Цитируемый текст:
########################################
Д.Б.: И да, и нет. Не очень понятно, занимался ли Ильенков Выготским: его работы в сталинское время не печатались, а после издавались лишь от случая к случаю. Можно с уверенностью говорить, что на Ильенкова оказал влияние один из студентов Выготского – Алексей Леонтьев (он пригласил Ильенкова читать лекции на психологическом факультете МГУ) – впрочем, в последнем случае влияние было взаимным. Кроме того, Ильенков тесно сотрудничал с молодыми психологами и педагогами-теоретиками, продолжавшими традицию Выготского: с Давыдовым, с Александром Мещеряковым, известным своими замечательными работами по обучению слепоглухонемых. В итоге можно указать на поразительные параллели между взглядами Ильенкова и Выготского, но есть и существенные различия, то есть необходимо найти особую перспективу изучения обоих авторов, чтобы между тем, что каждый из них сделал, возникло какое-то философское напряжение.

 

Р.М.: Расскажите поподробнее о Выготском. В чем его значение?

 

Д.Б.: Выготский родился в 1896 году в еврейской нерелигиозной семье, воспитывался в Гомеле, в Белоруссии. С 1913-го по 1917 год учился в Московском университете (в то время действовали квоты на поступление для евреев – Выготскому повезло, он выиграл в лотерее, в которой разыгрывалось это студенческое место). В 1924-м он произвел сенсацию, выступив на конференции в Ленинграде с совершенно революционным для психологии сознания докладом. Выготский стремился преодолеть сразу и границы интроспективного подхода, и границы бихевиористского подхода, построенного на модели стимул-реакция, а именно эти два подхода и определяли тогда психологию.
########################################
Условие задания:
Продублируйте без изменений часть цитируемого текста между словами «Р.М.: Расскажите поподробнее» и «определяли тогда психологию.» включительно. Следующие далее записи представляют собой отдельный материал.

Извлеченные данные:
########################################
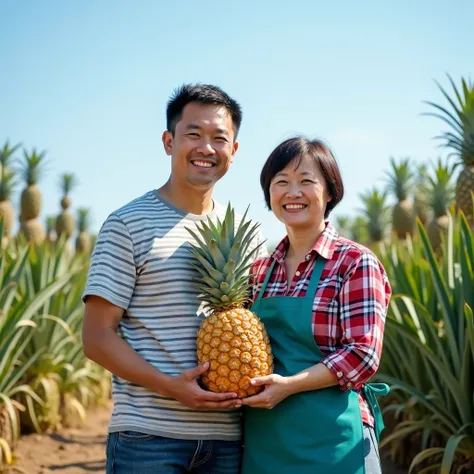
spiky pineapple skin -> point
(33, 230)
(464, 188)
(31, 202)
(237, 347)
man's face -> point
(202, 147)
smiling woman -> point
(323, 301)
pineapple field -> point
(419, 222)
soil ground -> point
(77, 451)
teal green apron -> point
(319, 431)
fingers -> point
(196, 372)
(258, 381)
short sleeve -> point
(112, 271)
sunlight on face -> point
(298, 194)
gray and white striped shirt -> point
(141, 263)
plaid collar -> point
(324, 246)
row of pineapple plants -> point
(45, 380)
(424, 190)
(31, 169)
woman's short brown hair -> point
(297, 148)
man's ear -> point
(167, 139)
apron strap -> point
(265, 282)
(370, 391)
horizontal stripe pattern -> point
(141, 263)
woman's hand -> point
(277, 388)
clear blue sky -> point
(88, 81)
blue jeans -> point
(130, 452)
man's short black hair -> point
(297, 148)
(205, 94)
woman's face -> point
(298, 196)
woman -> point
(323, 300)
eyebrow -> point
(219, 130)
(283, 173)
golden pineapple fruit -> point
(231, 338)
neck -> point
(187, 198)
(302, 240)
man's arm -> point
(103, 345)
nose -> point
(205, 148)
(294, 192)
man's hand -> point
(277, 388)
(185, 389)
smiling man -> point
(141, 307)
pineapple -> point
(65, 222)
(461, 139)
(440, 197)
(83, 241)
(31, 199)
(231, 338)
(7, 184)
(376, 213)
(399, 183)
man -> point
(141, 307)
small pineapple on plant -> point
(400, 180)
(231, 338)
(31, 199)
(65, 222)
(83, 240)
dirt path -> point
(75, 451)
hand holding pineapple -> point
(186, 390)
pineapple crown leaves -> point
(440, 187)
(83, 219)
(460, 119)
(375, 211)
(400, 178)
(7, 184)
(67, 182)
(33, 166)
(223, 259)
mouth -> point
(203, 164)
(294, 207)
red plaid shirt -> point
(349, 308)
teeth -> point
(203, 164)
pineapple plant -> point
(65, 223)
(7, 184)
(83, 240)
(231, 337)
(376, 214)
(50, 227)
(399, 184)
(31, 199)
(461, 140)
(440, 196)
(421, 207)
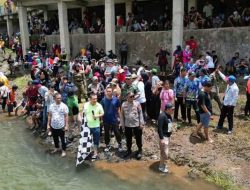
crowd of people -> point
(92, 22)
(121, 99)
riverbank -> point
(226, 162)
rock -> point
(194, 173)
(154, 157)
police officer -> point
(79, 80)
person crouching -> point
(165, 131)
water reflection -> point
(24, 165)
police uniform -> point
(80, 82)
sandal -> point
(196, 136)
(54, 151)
########################################
Решение задачи:
Р.М.: Расскажите поподробнее о Выготском. В чем его значение?

 

Д.Б.: Выготский родился в 1896 году в еврейской нерелигиозной семье, воспитывался в Гомеле, в Белоруссии. С 1913-го по 1917 год учился в Московском университете (в то время действовали квоты на поступление для евреев – Выготскому повезло, он выиграл в лотерее, в которой разыгрывалось это студенческое место). В 1924-м он произвел сенсацию, выступив на конференции в Ленинграде с совершенно революционным для психологии сознания докладом. Выготский стремился преодолеть сразу и границы интроспективного подхода, и границы бихевиористского подхода, построенного на модели стимул-реакция, а именно эти два подхода и определяли тогда психологию.